Please restate the following records word for word.

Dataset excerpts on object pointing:
## begin

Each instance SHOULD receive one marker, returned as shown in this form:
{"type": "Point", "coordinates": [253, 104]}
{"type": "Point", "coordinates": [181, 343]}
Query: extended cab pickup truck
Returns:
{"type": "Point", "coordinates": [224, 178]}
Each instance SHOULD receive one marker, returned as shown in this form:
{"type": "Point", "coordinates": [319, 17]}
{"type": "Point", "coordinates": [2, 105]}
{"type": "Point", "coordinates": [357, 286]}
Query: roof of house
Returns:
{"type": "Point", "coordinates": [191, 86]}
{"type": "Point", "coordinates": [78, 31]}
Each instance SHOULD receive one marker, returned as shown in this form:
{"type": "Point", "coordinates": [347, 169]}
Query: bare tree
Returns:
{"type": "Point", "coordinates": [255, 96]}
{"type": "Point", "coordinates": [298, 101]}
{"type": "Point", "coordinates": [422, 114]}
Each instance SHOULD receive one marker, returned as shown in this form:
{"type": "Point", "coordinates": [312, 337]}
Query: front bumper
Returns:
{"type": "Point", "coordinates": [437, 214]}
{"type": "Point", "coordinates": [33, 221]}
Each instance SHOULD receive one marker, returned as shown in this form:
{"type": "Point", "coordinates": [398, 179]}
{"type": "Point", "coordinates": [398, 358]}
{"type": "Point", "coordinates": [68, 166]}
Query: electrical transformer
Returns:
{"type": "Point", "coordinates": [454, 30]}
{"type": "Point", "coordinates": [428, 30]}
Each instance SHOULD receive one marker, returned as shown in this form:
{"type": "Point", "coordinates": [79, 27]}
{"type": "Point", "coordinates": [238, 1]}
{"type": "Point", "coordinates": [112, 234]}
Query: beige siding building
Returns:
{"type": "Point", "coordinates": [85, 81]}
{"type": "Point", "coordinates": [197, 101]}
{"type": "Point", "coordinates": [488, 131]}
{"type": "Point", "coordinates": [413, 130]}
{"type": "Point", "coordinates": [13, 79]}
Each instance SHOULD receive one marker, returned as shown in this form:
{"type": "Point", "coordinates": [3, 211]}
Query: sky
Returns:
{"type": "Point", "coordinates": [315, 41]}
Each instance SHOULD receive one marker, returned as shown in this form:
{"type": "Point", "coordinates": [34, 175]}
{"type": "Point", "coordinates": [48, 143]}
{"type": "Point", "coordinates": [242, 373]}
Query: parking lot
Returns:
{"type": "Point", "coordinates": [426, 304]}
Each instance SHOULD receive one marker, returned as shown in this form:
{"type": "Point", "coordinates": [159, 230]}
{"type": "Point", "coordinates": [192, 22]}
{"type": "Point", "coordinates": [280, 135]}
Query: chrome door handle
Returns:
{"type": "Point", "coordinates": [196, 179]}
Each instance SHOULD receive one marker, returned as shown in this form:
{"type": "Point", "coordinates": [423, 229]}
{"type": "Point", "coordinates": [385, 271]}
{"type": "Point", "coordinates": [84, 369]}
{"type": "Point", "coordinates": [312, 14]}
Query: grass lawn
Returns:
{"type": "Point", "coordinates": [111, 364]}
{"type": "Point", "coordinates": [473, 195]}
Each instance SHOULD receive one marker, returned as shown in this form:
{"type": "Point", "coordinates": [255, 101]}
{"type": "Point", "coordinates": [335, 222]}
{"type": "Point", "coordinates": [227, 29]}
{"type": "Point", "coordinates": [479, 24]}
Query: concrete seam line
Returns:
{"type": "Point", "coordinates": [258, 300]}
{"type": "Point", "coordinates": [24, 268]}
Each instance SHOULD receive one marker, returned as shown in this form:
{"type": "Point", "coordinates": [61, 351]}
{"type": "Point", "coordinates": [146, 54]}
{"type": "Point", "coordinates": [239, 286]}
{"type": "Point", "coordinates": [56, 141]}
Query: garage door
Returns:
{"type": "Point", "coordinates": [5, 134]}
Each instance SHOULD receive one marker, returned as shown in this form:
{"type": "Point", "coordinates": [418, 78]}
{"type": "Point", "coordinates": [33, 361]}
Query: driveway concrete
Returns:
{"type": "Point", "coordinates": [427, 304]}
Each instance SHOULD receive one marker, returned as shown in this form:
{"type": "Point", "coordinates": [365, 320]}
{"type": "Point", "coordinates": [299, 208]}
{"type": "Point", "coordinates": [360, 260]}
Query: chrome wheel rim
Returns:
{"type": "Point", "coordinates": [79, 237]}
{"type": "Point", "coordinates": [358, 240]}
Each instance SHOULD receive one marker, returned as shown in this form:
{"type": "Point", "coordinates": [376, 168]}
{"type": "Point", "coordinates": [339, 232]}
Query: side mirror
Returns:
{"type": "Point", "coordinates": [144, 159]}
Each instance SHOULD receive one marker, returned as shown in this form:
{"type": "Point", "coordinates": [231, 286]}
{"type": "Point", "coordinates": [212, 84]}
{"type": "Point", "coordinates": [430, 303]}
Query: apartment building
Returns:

## end

[TASK RESULT]:
Each instance SHOULD receive one marker, returned as shown in this form:
{"type": "Point", "coordinates": [253, 104]}
{"type": "Point", "coordinates": [181, 343]}
Query: extended cab pickup truck
Returns:
{"type": "Point", "coordinates": [224, 178]}
Each instance SHOULD receive one marker, returned as shown in this form:
{"type": "Point", "coordinates": [319, 17]}
{"type": "Point", "coordinates": [2, 105]}
{"type": "Point", "coordinates": [357, 286]}
Query: roof of house
Returns:
{"type": "Point", "coordinates": [191, 86]}
{"type": "Point", "coordinates": [78, 31]}
Each instance SHOULD receive one marker, returned as shown in this form:
{"type": "Point", "coordinates": [347, 169]}
Query: bare tree
Returns:
{"type": "Point", "coordinates": [255, 96]}
{"type": "Point", "coordinates": [298, 101]}
{"type": "Point", "coordinates": [422, 114]}
Each instance SHOULD receive one marker, returned as shown in this form:
{"type": "Point", "coordinates": [312, 337]}
Query: front bumper
Returns:
{"type": "Point", "coordinates": [437, 214]}
{"type": "Point", "coordinates": [33, 221]}
Each instance SHOULD receive one marker, returned as shown in this form:
{"type": "Point", "coordinates": [398, 179]}
{"type": "Point", "coordinates": [398, 358]}
{"type": "Point", "coordinates": [68, 166]}
Query: electrical transformer
Returns:
{"type": "Point", "coordinates": [454, 30]}
{"type": "Point", "coordinates": [428, 30]}
Each instance SHOULD receive one marker, returned as shown in this form:
{"type": "Point", "coordinates": [79, 27]}
{"type": "Point", "coordinates": [238, 1]}
{"type": "Point", "coordinates": [112, 234]}
Query: beige siding building
Returns:
{"type": "Point", "coordinates": [85, 81]}
{"type": "Point", "coordinates": [197, 101]}
{"type": "Point", "coordinates": [488, 131]}
{"type": "Point", "coordinates": [413, 130]}
{"type": "Point", "coordinates": [13, 79]}
Each instance SHOULD receive one marker, returned as shown in this form:
{"type": "Point", "coordinates": [3, 211]}
Query: sky
Returns:
{"type": "Point", "coordinates": [315, 41]}
Each instance SHOULD receive one marker, returned as shown in this form:
{"type": "Point", "coordinates": [34, 175]}
{"type": "Point", "coordinates": [48, 143]}
{"type": "Point", "coordinates": [242, 373]}
Query: parking lot
Returns:
{"type": "Point", "coordinates": [426, 304]}
Each instance SHOULD receive one marker, returned as shown in this form:
{"type": "Point", "coordinates": [159, 230]}
{"type": "Point", "coordinates": [192, 22]}
{"type": "Point", "coordinates": [280, 135]}
Query: chrome door handle
Returns:
{"type": "Point", "coordinates": [196, 179]}
Each instance SHOULD receive one marker, returned as shown in this form:
{"type": "Point", "coordinates": [423, 229]}
{"type": "Point", "coordinates": [385, 271]}
{"type": "Point", "coordinates": [84, 369]}
{"type": "Point", "coordinates": [312, 14]}
Query: grass lawn
Returns:
{"type": "Point", "coordinates": [111, 364]}
{"type": "Point", "coordinates": [473, 195]}
Each instance SHOULD receive one marker, returned as shown in this form:
{"type": "Point", "coordinates": [255, 101]}
{"type": "Point", "coordinates": [335, 222]}
{"type": "Point", "coordinates": [227, 29]}
{"type": "Point", "coordinates": [479, 24]}
Query: concrete seam line
Returns:
{"type": "Point", "coordinates": [258, 300]}
{"type": "Point", "coordinates": [24, 268]}
Each instance SHOULD receive one marker, returned as shown in this form:
{"type": "Point", "coordinates": [61, 351]}
{"type": "Point", "coordinates": [146, 54]}
{"type": "Point", "coordinates": [239, 286]}
{"type": "Point", "coordinates": [56, 141]}
Query: garage door
Returns:
{"type": "Point", "coordinates": [5, 134]}
Each instance SHOULD receive one marker, returned as shown in this form:
{"type": "Point", "coordinates": [418, 78]}
{"type": "Point", "coordinates": [33, 361]}
Query: driveway concrete
Returns:
{"type": "Point", "coordinates": [427, 304]}
Each instance SHOULD receive one marker, returned as shown in this form:
{"type": "Point", "coordinates": [365, 320]}
{"type": "Point", "coordinates": [299, 208]}
{"type": "Point", "coordinates": [360, 260]}
Query: chrome wheel rim
Returns:
{"type": "Point", "coordinates": [79, 237]}
{"type": "Point", "coordinates": [358, 240]}
Each instance SHOULD receive one marker, returned as shown in this form:
{"type": "Point", "coordinates": [376, 168]}
{"type": "Point", "coordinates": [339, 232]}
Query: side mirror
Returns:
{"type": "Point", "coordinates": [144, 159]}
Each instance SHOULD receive one marker, returned as shown in this form:
{"type": "Point", "coordinates": [231, 286]}
{"type": "Point", "coordinates": [212, 84]}
{"type": "Point", "coordinates": [430, 303]}
Query: apartment building
Returns:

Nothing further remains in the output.